Begin at the first line of the listing and stop after the line that contains "[[268, 67], [1346, 49]]". Copy every one of those lines in full, shifting each x and y coordinate by adding 104 to it.
— Start Available data —
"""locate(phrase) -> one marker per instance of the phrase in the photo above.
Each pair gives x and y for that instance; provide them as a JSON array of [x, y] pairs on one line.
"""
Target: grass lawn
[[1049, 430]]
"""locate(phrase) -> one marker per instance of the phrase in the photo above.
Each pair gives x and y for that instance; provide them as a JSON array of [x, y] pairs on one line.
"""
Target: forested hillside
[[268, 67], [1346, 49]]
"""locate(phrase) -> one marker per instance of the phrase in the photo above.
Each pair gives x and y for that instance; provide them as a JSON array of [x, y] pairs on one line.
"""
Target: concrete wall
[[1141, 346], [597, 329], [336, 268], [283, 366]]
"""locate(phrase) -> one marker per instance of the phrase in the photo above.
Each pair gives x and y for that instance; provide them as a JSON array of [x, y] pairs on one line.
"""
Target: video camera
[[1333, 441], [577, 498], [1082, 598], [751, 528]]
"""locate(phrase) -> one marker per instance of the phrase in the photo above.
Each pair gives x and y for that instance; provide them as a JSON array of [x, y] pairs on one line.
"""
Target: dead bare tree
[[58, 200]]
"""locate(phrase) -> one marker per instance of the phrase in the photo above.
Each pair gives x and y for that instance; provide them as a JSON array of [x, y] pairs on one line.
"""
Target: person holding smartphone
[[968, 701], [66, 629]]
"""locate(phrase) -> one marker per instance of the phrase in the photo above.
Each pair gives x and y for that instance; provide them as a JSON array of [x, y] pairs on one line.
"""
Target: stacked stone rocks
— End Available data —
* Solution for this exercise:
"""locate(phrase) -> one marker per instance of the phrase in the photo above.
Each pair gives x and y for that instance; provide them as a JSON array of [x, y] pairs on one line.
"""
Target: grass lawn
[[1153, 534]]
"""locate(phrase) -> one marker per instance of the phrase in the photo above.
Each pair gives x and y for that instance; provide them as a JSON array of [x, y] pairs on one line.
"""
Target: forested hillside
[[372, 171], [1450, 153]]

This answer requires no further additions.